Page extract ->
________________________

Ingredients: A sensible business plan, a large target market, controlled spending, and a little bit of good karma
Celine Ikeler owns Karma Baker, a vegan and gluten-free bakery in the Los Angeles area that serves up just about anything you can think of (ALWAYS gluten-, egg- and milk-free), from oatmeal chai sandwich cookies and chocolate cake to baguettes and pizza pockets. Karma uses Organic Gluten-Free Baking Flour Mix, a vegan, nut- and bean- free blend that it sells direct to consumer online and in-store.
The company opened its storefront in 2013 and ships orders nationally. The store racks up about $500K annually and caught recognition from several celebrities like Kim Kardashian, who has a thing for its chocolate cookies.
Ikeler has a dedicated kitchen to ensure her products are safe for those with celiac disease or severe wheat allergies. At the time she opened, finding bakeries that carried gluten-free and vegan products was challenging. Narrowing her audience seemed dangerous but she never doubted it was the way to go. Now, 2.7 million people (including those without celiac disease) have reduced or eliminated products containing gluten. Ikeler believes that integrity is critical when creating a business. One must truly believe in what she is making and doing.

________________________

Explore the material ->
#1 Answer these questions about the Karma Baker profile:
(a) In what year did the company open its storefront?
(b) Which celebrity is named, and what does she have a thing for?
(c) How many people have reduced or eliminated products containing gluten?
#2 Do these statements agree with the Karma Baker profile?
(a) The flour mix the bakery uses contains nuts.
(b) The company ships orders nationally.
(c) Ikeler had doubts about narrowing her audience.
#3 Repeat the Karma Baker profile word for word, from "The company opened" to "making and doing.".

________________________

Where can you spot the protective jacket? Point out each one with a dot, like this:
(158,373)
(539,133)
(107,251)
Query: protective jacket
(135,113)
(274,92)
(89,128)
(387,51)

________________________

Exercise responses ->
#1
(a) 2013
(b) Kim Kardashian; its chocolate cookies
(c) 2.7 million

#2
(a) No: "a vegan, nut- and bean- free blend"
(b) Yes: "ships orders nationally"
(c) No: "she never doubted it was the way to go"

#3
The company opened its storefront in 2013 and ships orders nationally. The store racks up about $500K annually and caught recognition from several celebrities like Kim Kardashian, who has a thing for its chocolate cookies.
Ikeler has a dedicated kitchen to ensure her products are safe for those with celiac disease or severe wheat allergies. At the time she opened, finding bakeries that carried gluten-free and vegan products was challenging. Narrowing her audience seemed dangerous but she never doubted it was the way to go. Now, 2.7 million people (including those without celiac disease) have reduced or eliminated products containing gluten. Ikeler believes that integrity is critical when creating a business. One must truly believe in what she is making and doing.